Reproduce everything from the first line down to the line containing "xmin=9 ymin=192 xmax=128 ymax=265", including both ends and keeping the requests unchanged. Scale every box coordinate in the answers by 2.45 and round each to a whole number, with halves rounding up.

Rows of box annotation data
Start
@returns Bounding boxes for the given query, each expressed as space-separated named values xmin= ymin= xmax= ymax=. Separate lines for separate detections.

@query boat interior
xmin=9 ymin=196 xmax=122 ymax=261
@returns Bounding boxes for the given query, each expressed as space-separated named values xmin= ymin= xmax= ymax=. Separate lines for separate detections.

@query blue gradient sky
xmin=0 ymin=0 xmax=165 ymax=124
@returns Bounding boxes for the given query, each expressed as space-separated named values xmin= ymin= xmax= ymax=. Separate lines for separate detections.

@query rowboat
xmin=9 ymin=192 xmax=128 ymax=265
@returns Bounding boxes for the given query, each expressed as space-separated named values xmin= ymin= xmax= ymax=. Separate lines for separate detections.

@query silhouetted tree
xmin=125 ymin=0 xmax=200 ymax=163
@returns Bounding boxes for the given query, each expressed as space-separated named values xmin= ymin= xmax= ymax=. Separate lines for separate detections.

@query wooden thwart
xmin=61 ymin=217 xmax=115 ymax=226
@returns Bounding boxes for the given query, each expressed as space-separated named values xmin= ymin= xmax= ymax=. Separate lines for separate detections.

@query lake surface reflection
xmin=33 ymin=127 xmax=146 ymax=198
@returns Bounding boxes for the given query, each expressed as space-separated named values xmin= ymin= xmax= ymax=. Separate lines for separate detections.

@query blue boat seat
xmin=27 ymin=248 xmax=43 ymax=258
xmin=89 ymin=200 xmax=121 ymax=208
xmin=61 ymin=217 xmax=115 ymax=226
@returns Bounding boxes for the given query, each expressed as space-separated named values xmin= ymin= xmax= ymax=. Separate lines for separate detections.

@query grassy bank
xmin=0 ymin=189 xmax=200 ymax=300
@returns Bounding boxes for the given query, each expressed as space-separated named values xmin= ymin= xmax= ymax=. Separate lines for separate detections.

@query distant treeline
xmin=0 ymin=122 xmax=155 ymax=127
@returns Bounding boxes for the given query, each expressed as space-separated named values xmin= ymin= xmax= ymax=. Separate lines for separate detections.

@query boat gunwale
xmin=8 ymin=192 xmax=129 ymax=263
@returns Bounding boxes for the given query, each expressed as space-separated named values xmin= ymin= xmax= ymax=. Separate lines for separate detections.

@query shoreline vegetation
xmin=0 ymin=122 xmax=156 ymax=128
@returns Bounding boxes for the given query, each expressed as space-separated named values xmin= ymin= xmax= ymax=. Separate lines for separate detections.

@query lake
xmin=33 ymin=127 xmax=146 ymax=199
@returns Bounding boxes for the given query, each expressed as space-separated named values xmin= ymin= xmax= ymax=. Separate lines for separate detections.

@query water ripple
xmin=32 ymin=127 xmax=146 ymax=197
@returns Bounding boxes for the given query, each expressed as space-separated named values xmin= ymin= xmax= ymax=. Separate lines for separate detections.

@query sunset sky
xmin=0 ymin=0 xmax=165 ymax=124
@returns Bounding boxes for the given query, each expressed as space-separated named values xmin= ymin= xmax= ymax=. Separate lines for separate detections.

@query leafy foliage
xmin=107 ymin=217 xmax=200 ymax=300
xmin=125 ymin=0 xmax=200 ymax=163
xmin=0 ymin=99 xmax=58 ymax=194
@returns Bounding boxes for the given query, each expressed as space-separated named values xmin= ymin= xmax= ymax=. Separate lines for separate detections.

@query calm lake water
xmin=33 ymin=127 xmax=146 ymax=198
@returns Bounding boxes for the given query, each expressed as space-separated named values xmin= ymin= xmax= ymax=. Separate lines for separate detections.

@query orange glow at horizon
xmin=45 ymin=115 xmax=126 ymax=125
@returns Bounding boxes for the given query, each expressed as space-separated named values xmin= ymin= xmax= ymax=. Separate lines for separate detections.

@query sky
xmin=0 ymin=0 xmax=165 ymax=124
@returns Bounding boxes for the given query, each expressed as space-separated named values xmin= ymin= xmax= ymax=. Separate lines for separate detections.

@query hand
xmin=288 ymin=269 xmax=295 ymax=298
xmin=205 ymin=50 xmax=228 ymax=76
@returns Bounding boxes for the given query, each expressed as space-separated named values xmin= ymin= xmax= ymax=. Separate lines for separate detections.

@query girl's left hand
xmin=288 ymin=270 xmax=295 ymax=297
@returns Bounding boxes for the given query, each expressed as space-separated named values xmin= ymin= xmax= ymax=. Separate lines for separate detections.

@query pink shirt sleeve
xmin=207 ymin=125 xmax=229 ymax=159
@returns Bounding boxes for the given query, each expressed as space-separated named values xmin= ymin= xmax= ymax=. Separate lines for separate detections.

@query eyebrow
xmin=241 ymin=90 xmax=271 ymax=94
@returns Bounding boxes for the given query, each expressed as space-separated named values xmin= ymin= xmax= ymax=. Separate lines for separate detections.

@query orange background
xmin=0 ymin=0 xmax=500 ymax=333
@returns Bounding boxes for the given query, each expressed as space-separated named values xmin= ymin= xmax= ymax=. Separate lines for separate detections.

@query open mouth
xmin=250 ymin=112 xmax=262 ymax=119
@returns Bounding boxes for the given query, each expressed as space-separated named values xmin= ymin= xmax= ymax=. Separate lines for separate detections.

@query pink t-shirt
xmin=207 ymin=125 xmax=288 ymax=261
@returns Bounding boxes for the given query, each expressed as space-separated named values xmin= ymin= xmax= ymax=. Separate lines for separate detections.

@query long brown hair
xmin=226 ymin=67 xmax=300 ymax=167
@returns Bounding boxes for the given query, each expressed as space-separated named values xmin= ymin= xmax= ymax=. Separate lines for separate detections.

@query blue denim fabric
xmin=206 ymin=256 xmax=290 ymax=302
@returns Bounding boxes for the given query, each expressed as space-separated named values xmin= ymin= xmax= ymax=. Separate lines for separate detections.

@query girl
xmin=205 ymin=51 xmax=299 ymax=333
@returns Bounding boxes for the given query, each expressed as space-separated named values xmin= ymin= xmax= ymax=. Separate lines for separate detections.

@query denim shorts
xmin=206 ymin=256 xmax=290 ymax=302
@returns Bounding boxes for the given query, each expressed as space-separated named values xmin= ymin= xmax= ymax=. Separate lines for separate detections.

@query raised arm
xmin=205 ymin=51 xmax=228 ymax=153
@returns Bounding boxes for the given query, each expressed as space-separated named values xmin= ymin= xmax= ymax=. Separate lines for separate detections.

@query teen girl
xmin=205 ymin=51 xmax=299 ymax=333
End
[ANSWER IN FULL]:
@returns Bounding boxes for the given query, each expressed as space-separated named values xmin= ymin= xmax= ymax=. Separate lines for separate detections.

@query boat interior
xmin=22 ymin=480 xmax=299 ymax=639
@returns Bounding boxes for the given query, each expressed as space-separated named values xmin= ymin= xmax= ymax=. Separate lines for separate detections.

@query blue gradient sky
xmin=0 ymin=0 xmax=404 ymax=304
@returns Bounding boxes for the given query, each expressed as space-separated named values xmin= ymin= xmax= ymax=. Separate lines for separate detections.

@query rowboat
xmin=22 ymin=470 xmax=314 ymax=649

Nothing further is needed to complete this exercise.